### [What the task requires]
In the listing that follows, the lines starting at the one containing "Prompted segmentation: for each" and ending at the one containing "box: [449, 304, 480, 328]" are to be returned exactly, both boundary lines included, and no others.

### [Records for the exercise]
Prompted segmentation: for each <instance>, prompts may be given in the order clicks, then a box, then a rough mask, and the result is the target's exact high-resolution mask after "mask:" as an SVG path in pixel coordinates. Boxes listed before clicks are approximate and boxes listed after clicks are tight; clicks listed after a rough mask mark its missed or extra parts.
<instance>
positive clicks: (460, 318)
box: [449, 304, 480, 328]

---

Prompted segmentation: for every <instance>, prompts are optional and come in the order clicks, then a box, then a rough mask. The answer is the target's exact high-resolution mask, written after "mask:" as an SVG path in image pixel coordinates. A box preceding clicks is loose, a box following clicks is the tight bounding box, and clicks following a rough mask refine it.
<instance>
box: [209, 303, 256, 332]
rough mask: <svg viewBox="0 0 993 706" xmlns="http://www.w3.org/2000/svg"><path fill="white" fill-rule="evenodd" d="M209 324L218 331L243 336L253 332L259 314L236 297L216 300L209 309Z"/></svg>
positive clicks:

### [Solution]
Prompted segmentation: for each <instance>, prompts may be given in the order clicks, then a box, then a rough mask, and the result is the target's exact high-resolution mask after "mask:" as an SVG path in pixel coordinates. Boxes listed before clicks are approximate and boxes listed after clicks are tight; clicks listed after a rough mask mark its missed or extra parts.
<instance>
positive clicks: (460, 318)
box: [449, 304, 480, 328]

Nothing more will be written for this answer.